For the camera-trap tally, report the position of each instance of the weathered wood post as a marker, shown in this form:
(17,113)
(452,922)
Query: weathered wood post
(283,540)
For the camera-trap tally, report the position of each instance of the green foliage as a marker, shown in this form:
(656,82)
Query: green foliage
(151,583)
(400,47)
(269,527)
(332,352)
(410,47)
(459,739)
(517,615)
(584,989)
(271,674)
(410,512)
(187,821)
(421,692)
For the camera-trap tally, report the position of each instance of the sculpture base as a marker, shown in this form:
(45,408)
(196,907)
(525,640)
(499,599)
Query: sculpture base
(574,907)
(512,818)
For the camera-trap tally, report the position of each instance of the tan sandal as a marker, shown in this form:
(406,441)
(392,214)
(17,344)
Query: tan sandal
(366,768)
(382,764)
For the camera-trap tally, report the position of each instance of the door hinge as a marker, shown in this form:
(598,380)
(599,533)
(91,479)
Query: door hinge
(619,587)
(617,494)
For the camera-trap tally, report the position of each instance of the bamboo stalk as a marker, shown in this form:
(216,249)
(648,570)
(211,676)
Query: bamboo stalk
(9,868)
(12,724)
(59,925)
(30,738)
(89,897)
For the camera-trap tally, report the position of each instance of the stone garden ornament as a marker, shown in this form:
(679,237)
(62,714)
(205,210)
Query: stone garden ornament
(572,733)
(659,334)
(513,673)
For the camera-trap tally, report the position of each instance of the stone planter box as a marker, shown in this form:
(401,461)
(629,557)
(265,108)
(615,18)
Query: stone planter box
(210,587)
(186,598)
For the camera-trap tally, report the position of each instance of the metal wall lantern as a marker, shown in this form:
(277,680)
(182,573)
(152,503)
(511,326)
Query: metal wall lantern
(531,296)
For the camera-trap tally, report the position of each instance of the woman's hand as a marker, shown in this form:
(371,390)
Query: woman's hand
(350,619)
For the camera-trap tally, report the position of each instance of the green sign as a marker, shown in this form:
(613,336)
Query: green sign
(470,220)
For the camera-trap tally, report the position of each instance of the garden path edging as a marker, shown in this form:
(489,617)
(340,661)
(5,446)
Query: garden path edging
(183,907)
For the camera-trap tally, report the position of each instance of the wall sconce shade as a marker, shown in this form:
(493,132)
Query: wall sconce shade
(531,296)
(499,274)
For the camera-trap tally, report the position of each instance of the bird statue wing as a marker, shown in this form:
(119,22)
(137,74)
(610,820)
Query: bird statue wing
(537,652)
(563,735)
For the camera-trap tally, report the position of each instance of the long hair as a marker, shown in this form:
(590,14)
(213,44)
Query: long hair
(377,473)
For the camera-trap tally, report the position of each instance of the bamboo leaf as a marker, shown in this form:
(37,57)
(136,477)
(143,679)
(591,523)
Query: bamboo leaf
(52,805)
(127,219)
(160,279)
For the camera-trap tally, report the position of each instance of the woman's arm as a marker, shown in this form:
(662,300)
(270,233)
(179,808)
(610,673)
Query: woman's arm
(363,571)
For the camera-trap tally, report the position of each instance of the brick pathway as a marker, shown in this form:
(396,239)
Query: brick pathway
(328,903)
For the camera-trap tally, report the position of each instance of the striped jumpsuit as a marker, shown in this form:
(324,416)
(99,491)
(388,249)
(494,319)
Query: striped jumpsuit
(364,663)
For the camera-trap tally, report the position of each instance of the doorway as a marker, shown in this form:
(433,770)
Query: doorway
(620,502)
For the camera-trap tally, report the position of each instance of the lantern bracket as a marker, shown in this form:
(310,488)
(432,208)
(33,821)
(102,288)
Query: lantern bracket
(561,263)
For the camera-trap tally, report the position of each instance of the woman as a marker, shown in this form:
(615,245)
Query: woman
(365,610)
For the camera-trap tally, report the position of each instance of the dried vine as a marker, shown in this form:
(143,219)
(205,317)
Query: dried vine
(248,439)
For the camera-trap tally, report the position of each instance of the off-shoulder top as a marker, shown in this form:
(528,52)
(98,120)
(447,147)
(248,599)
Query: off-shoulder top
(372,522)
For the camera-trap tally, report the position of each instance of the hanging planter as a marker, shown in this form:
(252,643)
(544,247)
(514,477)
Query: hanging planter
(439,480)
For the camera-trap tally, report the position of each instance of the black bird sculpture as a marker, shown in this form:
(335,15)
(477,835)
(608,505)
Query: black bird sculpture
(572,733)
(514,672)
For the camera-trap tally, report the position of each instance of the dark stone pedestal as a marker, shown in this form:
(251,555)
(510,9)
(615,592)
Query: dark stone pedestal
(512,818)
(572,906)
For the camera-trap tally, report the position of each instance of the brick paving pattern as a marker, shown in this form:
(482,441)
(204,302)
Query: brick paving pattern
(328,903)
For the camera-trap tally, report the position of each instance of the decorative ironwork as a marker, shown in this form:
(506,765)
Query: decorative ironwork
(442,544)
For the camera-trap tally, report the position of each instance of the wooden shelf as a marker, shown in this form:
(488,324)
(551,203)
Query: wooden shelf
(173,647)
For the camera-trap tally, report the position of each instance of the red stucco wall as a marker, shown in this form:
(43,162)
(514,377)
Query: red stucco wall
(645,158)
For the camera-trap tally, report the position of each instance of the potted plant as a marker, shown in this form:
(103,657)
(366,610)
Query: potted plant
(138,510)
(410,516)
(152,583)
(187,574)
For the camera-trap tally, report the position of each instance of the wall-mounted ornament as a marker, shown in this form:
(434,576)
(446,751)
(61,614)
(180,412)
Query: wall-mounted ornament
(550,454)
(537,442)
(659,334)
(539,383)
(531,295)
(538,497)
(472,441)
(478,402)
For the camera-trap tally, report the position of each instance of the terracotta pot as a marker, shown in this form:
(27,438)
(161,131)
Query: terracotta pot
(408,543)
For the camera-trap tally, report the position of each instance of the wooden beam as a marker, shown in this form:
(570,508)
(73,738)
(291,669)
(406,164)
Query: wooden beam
********
#### Problem to work on:
Here, the records must be output exactly and in full.

#### Reply to the task:
For the camera-trap tally, report the position of each instance of the weathered wood post as a marker, shown in this form:
(17,113)
(452,922)
Query: weathered wood post
(283,540)
For the camera-trap tally, report the position of each instance of the green foliage as a marker, shown in this form:
(656,82)
Query: green foliage
(151,583)
(400,47)
(269,527)
(332,352)
(410,47)
(459,739)
(517,615)
(584,989)
(271,674)
(410,512)
(187,821)
(421,692)
For the camera-trap tally, report the position of each instance of the sculpture base as a marker, shown in this form:
(45,408)
(196,907)
(525,640)
(499,599)
Query: sculpture base
(574,907)
(512,818)
For the camera-trap tally, report the position of each instance of the tan sandal as a marker, shown in this form:
(406,441)
(392,214)
(17,344)
Query: tan sandal
(366,768)
(382,764)
For the camera-trap tally, report the position of each instance of the door hinge as a marker, shown in this form:
(598,380)
(599,533)
(91,479)
Query: door hinge
(619,587)
(617,494)
For the camera-trap tally, report the position of each instance of the bamboo stalk as a marker, shown in this form:
(216,249)
(648,570)
(211,676)
Query: bamboo stalk
(9,868)
(12,724)
(59,925)
(30,738)
(89,897)
For the camera-trap tally, report the position of each instance of the stone garden ornament as a marker, shown in this form:
(679,237)
(62,714)
(205,210)
Query: stone garden ornament
(572,733)
(659,334)
(513,673)
For the camera-trap tally, report the position of each instance of the stone planter box as a marker, shown in this form:
(401,461)
(629,557)
(265,108)
(615,18)
Query: stone planter box
(210,587)
(186,598)
For the camera-trap tally, report the position of each instance of the metal wall lantern as a marker, shown in this form:
(277,680)
(182,573)
(152,503)
(511,326)
Query: metal wall lantern
(531,296)
For the camera-trap tally, report the position of each instance of the woman's hand as a marker, shown in this form:
(371,390)
Query: woman's hand
(350,619)
For the camera-trap tally, report the position of each instance of the green sign as a marker, shown in this form:
(613,336)
Query: green sign
(470,220)
For the camera-trap tally, report the position of each instance of the garden path edging as a marker, shown in this form:
(489,617)
(340,661)
(5,446)
Query: garden path edging
(183,907)
For the camera-trap tally, report the position of each instance of the wall sconce shade as a marker, shown in this form:
(493,132)
Query: wall sconce shade
(531,296)
(499,274)
For the camera-trap tally, report the position of each instance of the bird statue wing as a marker, shown in this form:
(119,22)
(137,74)
(610,820)
Query: bird statue wing
(537,652)
(563,735)
For the camera-trap tally, report the position of each instance of the long hair as a marker, shown in this form:
(590,14)
(213,44)
Query: long hair
(377,473)
For the camera-trap tally, report the position of each instance of the bamboo leaf as a marker, shown in this form:
(37,57)
(136,477)
(143,679)
(591,523)
Query: bamboo leaf
(52,805)
(127,219)
(160,279)
For the camera-trap tally, report the position of each instance of the woman's arm as a marker, shown in this form:
(662,300)
(270,233)
(179,808)
(610,673)
Query: woman's arm
(363,571)
For the camera-trap tally, report the position of each instance of the brick pathway as a marker, shown in this form:
(396,239)
Query: brick pathway
(328,903)
For the camera-trap tally, report the position of each instance of the striped jumpsuit as a marker, shown in this form:
(324,416)
(99,491)
(388,249)
(494,319)
Query: striped jumpsuit
(364,663)
For the camera-trap tally, report the position of each instance of the doorway as a marker, shown in this form:
(433,770)
Query: doorway
(620,502)
For the camera-trap tally, report the position of each instance of the lantern bracket as a marker, shown in this form:
(310,488)
(432,208)
(33,821)
(102,288)
Query: lantern bracket
(561,263)
For the camera-trap tally, report the position of each instance of the woman as a marker, shown in this form:
(615,245)
Query: woman
(365,610)
For the camera-trap tally, report the position of each instance of the dried vine as a marker, shown in this form:
(143,219)
(205,317)
Query: dried vine
(248,439)
For the camera-trap tally, report the position of each instance of the off-shoulder top as a marker, shown in this form:
(528,52)
(98,120)
(447,147)
(248,599)
Query: off-shoulder top
(372,522)
For the camera-trap tally, report the position of each instance of the hanging planter as a marker, shown in this form:
(252,643)
(544,247)
(514,477)
Query: hanging planter
(439,480)
For the camera-trap tally, report the position of each instance of the black bird sculpture as a marker, shown in this form:
(335,15)
(477,835)
(608,505)
Query: black bird sculpture
(572,733)
(514,672)
For the camera-trap tally, report the position of each instance of the dark stone pedestal as a marker, shown in this form:
(251,555)
(510,9)
(615,592)
Query: dark stone pedestal
(512,818)
(572,906)
For the camera-trap tally, report the position of each instance of the brick paving pattern as a marker, shown in this form:
(482,441)
(204,302)
Query: brick paving pattern
(328,903)
For the camera-trap tally, report the position of each instance of the decorative ironwork as a marker, shown in this form:
(506,765)
Query: decorative ironwork
(442,544)
For the camera-trap tally, report the position of each instance of the wooden shelf as a marker, shown in this form:
(488,324)
(551,203)
Query: wooden shelf
(173,647)
For the camera-trap tally, report the position of each instance of the red stucco wall as a marker, shown in this form:
(43,162)
(514,377)
Query: red stucco wall
(645,158)
For the camera-trap tally, report the position of each instance of the potted plant as a marker, shown in this form:
(103,657)
(366,610)
Query: potted plant
(138,510)
(410,516)
(152,583)
(187,574)
For the camera-trap tally, report the position of each instance of the wall-mounted ornament as a marker, shown in this form:
(434,576)
(446,751)
(61,614)
(180,412)
Query: wall-mounted ornament
(550,454)
(537,442)
(659,334)
(539,383)
(531,295)
(538,497)
(472,441)
(478,402)
For the camera-trap tally, report the position of each instance of the terracotta pot as a marker, shown in this form:
(27,438)
(161,131)
Query: terracotta pot
(408,543)
For the camera-trap tally, report the position of each instance of the wooden beam as a marker, shown in this form:
(570,508)
(73,738)
(291,669)
(406,164)
Query: wooden beam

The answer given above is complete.